Dataset content
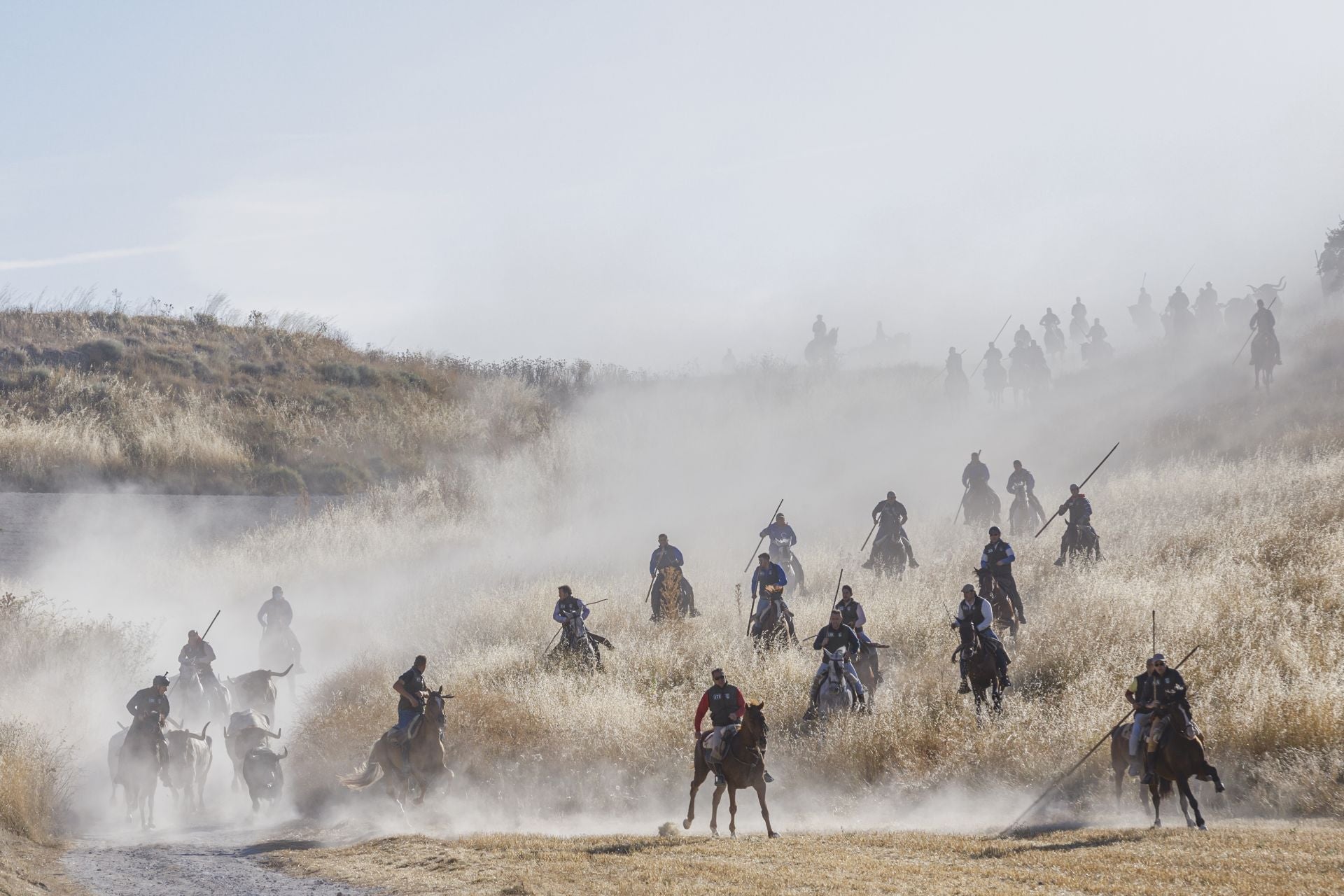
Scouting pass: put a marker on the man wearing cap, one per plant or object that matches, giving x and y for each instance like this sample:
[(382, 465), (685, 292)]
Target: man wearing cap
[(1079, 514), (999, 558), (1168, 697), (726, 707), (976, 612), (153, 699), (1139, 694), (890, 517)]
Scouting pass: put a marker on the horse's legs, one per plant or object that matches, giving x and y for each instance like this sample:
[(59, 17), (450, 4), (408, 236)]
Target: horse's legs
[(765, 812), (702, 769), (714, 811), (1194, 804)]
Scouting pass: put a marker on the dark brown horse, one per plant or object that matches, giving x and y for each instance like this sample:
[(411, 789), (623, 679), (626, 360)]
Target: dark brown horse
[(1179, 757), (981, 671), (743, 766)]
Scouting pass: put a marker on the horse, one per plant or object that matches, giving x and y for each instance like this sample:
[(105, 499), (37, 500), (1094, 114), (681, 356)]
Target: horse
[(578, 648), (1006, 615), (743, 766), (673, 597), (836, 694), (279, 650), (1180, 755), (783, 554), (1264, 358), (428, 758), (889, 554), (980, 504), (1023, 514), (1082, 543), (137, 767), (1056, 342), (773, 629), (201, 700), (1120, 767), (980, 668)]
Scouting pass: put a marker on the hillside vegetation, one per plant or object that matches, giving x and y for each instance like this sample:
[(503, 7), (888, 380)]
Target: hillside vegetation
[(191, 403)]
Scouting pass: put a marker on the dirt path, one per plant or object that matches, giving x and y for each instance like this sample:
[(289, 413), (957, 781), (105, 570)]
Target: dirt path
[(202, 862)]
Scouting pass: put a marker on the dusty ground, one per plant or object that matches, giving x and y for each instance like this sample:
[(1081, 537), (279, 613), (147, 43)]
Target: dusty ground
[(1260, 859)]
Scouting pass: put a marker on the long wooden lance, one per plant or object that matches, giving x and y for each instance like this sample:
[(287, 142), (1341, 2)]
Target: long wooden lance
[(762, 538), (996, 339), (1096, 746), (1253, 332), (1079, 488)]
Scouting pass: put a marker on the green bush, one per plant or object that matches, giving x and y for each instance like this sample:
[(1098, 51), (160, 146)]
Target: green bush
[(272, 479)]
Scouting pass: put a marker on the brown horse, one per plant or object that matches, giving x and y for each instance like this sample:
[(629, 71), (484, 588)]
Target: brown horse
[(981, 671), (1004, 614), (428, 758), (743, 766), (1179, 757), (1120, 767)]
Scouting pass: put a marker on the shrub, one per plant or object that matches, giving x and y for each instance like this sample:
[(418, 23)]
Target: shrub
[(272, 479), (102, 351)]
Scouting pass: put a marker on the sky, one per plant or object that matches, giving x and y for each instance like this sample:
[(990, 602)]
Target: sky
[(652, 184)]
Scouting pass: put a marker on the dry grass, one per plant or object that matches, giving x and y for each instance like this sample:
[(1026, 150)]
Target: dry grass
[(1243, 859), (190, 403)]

Aim
The data above needs to be retyped exactly, with the images left out.

The solution
Scouting pass: put a marker on the man wearing cap, one per plant or object that matches, giving x and y for each instance like this sample:
[(382, 465), (685, 292)]
Target: man wearing cap
[(1079, 514), (999, 558), (1168, 697), (726, 707), (976, 612), (153, 699), (1139, 694), (890, 517)]
Scouting pass: put a marker on the horse's legs, one per plant or object that matches, giving x and y for each instance like this sample:
[(59, 17), (450, 4), (408, 236)]
Target: horse's legs
[(765, 812), (702, 769), (714, 811), (1194, 804)]
Scouting pass: put a marker on the dark brown horse, one per plant or object that matches, giving x and y for each instance like this sample:
[(411, 789), (623, 679), (626, 360)]
Target: dark brown horse
[(1179, 757), (981, 671), (743, 766)]
Scouting pass: put a marker on the horse, one per plant or object that matches, giving x and y for each instance like this sample:
[(105, 499), (37, 500), (1094, 114), (681, 356)]
Target: horse
[(578, 648), (1006, 615), (743, 766), (673, 597), (836, 694), (279, 650), (1180, 755), (783, 554), (1264, 358), (428, 758), (889, 554), (980, 504), (1023, 514), (1082, 543), (137, 767), (1056, 342), (773, 629), (201, 700), (1120, 767), (980, 668)]
Scouting pass: put a marker on the hillside vegetation, one per plant or object that matches, giving x and y for each instance like this sample:
[(503, 7), (888, 380)]
Target: hillside vegetation
[(191, 403)]
Scouting pass: put a marker on the dirt path, one per plant or object that matches, giving x and y for each instance like this sample:
[(289, 413), (957, 781), (105, 570)]
Target: dirt path
[(202, 862)]
Scouting pass: put a marker on the dusty ground, one per plant or object that matches, giving x and y for each instance like this sample:
[(1081, 537), (279, 613), (147, 43)]
Target: dusty ground
[(1260, 859)]
Scouting pass: put a marker on the long wooden lance, one per plant or object that matches, giving x and y for each instance like this sample:
[(287, 142), (1341, 2)]
Target: long wooden lance
[(762, 538), (996, 339), (1096, 746), (1253, 332), (1079, 488)]
Scouting pass: put a marker on the green bush, one per plant or object that matches, giving x and y for each instance like this sample:
[(1098, 51), (160, 146)]
Target: green bush
[(272, 479)]
Scouting pass: put a marker on the brown horse, one per plant or object that matches, giving x and y for each instance like this sample:
[(629, 71), (484, 588)]
Target: brown horse
[(981, 671), (1004, 614), (428, 758), (743, 766), (1179, 757), (1120, 767)]
Scouting pass: put a marker on the shrub, one per plant or object that matches, giving x and y for each instance like this sample:
[(418, 23)]
Target: shrub
[(272, 479), (102, 351)]
Scouting pass: put a marker on the sky, one per plant or object that matches, giving x and y for each instance like this sample:
[(990, 602)]
Target: sky
[(652, 184)]
Scouting pass: put a marker on the dry grass, one per plant or object that matches, giving x and y for each instance like this sample:
[(1026, 150)]
Target: dry grass
[(1243, 859), (190, 403)]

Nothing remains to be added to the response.